Poème délicat, tout en allusion, avec une utilisation subtile du parallélisme, dont a particulièrement été commenté le dernier vers : et depuis que nous nous sommes quittés, combien de fois la poussière n’est-elle pas tombée des poutres ? Manière originale d’évoquer le temps qui s’est écoulé depuis que la poétesse qui écrit n’a pas revu l’homme auquel elle ne cesse de songer, en mesurant le temps à l’aune de la poussière qui s’accumule sur les poutres et finit pas en tomber, régulièrement – image aussi de l’impermanence des choses.

 

Christiane a ensuite trouvé, et recommande, une édition bilingue de la cinquantaine de poèmes qui nous restent de Yu Xuanji, préfacée et annotée par les traducteurs :

Yu Xuanji. Dans le souffle du sabre, trad. Shanshan Sun et Anne-Marie Jeanjean, calligraphies de Shanshan Sun, éditions L’Harmattan, coll. « Levée d’ancre », 2023, 152 p.

  

 

Recueil bilingue des poèmes de Yu Xuanji

 

 

Elle a terminé en faisant une brève comparaison entre le roman de Van Gulik et celui de Qiu Xiaolong qu’elle a lu également. Elle a trouvé le premier beaucoup plus riche, mais, dans celui de Qiu Xiaolong, elle a apprécié les développements sur la politique et le piment que cela apporte à l’histoire.

 

-     Geneviève B. a « adoré » le roman de Van Gulik, dit-elle d’un air radieux. Et se propose de faire des dessins pour compléter ceux qui manquent dans la version originale car elle trouve que le récit suscite une foule d’images.

 

Ceci dit, modère-t-elle aussitôt, elle n’a pas compris le personnage de la poétesse, juste esquissé, trop évanescent. Et n’a pas aimé la fin du roman, une conclusion en queue de poisson. Mais tout le reste du récit lui a beaucoup plu, en particulier les détails très concrets de la vie quotidienne : les détails vestimentaires répondant aux exigences de l’étiquette et, dans les face-à-face entre le magistrat Lo et le juge Di, les marques subtiles des différences de statut social, de rang hiérarchique et d’âge. Une narration tellement bien écrite, dit-elle, avec un tel cachet d’authenticité, qu’on pourrait à chaque instant se demander si c’est un Occidental ou un Chinois qui en est l’auteur.

 

Elle s’est donc intéressée à l’auteur, justement, et à ses recherches sinologiques, en se rappelant que les Pays-Bas ont été un pays pionnier dans la découverte de l’Extrême-Orient.

CONSIGNE
Pouvez-vous recopier mot pour mot le passage de l'extrait qui commence par « Yu Xuanji. Dans » et se termine par « apporte à l’histoire. » ? Seul l'extrait doit vous servir de source.

ENTRÉES FOURNIES
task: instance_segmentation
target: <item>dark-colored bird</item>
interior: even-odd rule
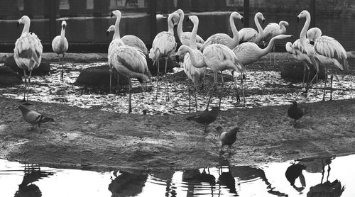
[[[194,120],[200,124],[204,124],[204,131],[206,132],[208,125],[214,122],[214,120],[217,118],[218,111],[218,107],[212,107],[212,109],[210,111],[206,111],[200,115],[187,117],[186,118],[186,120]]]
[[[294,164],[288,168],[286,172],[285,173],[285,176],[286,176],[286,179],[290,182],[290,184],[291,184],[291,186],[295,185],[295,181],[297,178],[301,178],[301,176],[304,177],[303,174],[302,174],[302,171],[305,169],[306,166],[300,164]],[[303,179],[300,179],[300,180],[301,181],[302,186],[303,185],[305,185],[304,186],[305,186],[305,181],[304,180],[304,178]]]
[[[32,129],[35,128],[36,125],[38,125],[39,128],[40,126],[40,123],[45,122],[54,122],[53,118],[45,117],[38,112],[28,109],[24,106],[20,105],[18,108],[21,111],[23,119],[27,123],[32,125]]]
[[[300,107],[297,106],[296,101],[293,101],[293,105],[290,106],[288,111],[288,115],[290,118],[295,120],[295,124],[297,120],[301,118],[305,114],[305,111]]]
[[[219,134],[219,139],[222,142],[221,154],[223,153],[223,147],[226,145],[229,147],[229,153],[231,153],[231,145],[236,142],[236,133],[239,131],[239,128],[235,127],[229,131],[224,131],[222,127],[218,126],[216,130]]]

* * *

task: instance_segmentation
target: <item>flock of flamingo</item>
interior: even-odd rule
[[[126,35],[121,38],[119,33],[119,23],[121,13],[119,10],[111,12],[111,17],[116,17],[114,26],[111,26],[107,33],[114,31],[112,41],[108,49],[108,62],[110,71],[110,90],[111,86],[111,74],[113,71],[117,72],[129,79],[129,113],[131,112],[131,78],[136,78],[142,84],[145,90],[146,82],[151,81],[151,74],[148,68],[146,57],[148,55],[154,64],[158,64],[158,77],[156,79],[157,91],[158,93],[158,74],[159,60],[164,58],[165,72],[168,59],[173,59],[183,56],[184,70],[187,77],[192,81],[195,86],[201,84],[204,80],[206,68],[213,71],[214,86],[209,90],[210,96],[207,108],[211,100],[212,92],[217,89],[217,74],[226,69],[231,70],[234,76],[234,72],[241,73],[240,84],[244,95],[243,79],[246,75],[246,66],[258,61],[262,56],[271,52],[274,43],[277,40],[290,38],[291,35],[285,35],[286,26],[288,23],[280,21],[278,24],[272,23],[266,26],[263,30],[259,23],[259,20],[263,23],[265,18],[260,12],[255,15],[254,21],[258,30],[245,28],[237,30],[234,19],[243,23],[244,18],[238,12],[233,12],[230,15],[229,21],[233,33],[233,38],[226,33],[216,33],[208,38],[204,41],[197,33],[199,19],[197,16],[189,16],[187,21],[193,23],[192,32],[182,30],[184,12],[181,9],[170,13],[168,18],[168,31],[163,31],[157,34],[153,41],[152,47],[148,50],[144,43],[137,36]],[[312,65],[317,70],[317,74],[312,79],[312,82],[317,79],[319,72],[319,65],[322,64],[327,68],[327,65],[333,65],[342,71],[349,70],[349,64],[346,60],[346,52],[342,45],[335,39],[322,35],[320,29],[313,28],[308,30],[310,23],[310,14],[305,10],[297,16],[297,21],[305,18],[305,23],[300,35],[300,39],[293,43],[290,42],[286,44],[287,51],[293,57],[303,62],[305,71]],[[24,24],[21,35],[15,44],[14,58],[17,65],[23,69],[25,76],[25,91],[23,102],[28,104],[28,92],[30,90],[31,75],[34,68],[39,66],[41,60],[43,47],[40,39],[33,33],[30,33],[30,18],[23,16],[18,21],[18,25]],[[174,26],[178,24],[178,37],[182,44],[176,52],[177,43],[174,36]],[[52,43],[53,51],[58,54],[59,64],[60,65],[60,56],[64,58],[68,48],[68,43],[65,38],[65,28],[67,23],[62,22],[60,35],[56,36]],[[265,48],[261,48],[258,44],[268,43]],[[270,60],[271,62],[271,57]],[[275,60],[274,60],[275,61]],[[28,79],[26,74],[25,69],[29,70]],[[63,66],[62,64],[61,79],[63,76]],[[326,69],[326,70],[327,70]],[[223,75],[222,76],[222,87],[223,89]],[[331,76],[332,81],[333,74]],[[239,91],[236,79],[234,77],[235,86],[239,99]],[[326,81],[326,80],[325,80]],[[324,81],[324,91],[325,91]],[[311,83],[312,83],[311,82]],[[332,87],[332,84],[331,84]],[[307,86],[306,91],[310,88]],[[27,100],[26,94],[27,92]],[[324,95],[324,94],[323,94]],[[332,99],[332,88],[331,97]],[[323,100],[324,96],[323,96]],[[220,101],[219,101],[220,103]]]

==

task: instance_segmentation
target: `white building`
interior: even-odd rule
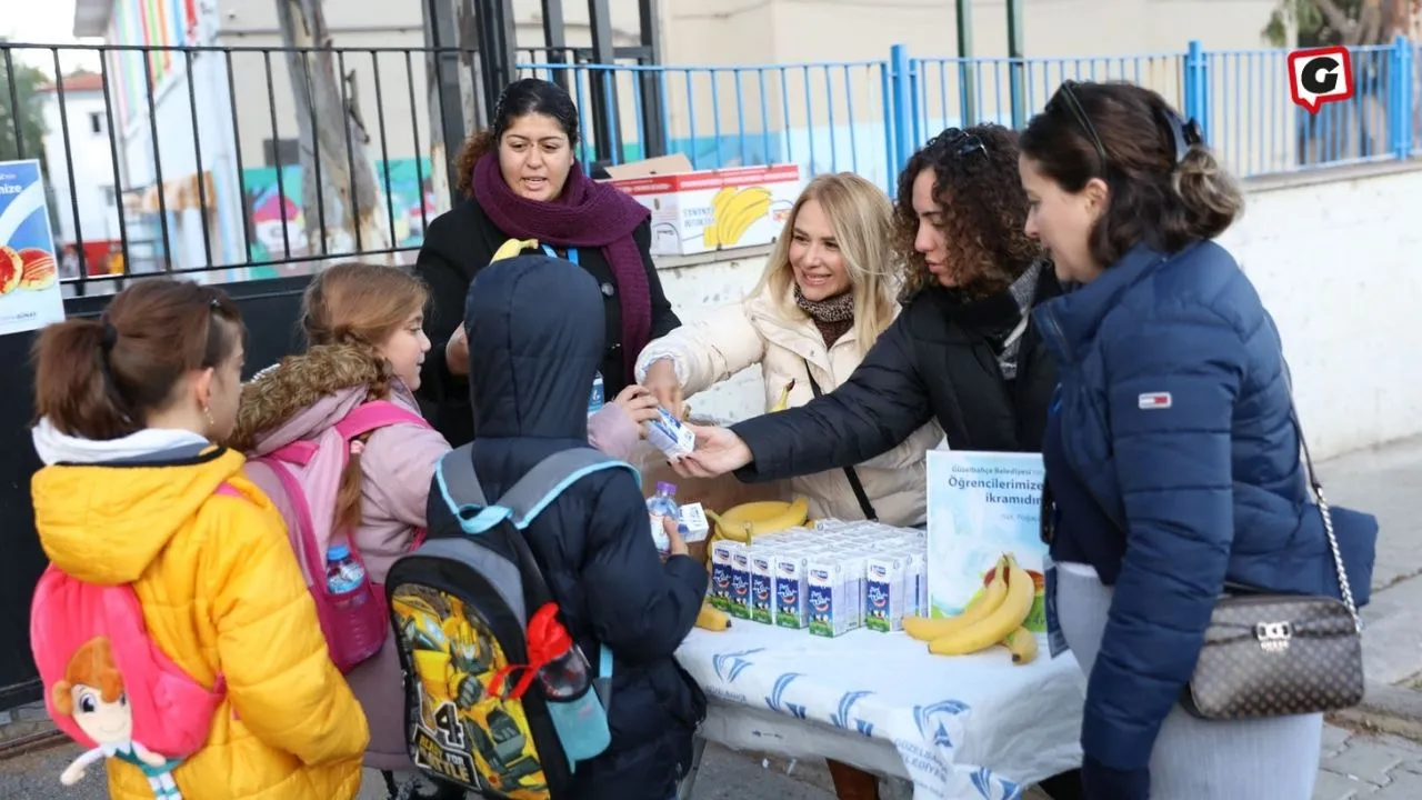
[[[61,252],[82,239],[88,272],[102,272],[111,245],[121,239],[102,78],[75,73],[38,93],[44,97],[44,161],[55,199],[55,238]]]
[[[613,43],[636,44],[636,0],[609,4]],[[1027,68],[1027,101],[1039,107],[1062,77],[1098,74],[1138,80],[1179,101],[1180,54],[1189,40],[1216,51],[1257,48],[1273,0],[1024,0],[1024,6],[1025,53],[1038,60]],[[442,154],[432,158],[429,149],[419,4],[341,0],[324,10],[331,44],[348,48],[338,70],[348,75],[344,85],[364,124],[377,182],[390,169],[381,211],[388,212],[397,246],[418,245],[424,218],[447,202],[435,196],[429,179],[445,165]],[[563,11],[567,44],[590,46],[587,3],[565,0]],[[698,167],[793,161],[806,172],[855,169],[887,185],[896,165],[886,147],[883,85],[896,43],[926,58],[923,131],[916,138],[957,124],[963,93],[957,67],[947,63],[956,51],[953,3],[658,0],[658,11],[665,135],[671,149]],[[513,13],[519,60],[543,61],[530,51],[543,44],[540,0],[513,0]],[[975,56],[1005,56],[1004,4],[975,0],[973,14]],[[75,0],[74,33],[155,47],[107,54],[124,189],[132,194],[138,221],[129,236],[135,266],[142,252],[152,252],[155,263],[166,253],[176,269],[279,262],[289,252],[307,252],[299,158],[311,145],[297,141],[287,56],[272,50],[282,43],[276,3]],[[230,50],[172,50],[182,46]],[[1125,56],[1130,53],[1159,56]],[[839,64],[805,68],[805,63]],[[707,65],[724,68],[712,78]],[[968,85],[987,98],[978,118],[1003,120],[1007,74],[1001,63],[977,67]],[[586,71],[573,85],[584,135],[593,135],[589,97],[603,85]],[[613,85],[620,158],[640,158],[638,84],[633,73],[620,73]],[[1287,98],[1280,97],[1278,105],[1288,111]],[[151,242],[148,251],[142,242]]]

RÉSULTAT DE L'EXERCICE
Yu Xuanji. Dans le souffle du sabre, trad. Shanshan Sun et Anne-Marie Jeanjean, calligraphies de Shanshan Sun, éditions L’Harmattan, coll. « Levée d’ancre », 2023, 152 p.

  

 

Recueil bilingue des poèmes de Yu Xuanji

 

 

Elle a terminé en faisant une brève comparaison entre le roman de Van Gulik et celui de Qiu Xiaolong qu’elle a lu également. Elle a trouvé le premier beaucoup plus riche, mais, dans celui de Qiu Xiaolong, elle a apprécié les développements sur la politique et le piment que cela apporte à l’histoire.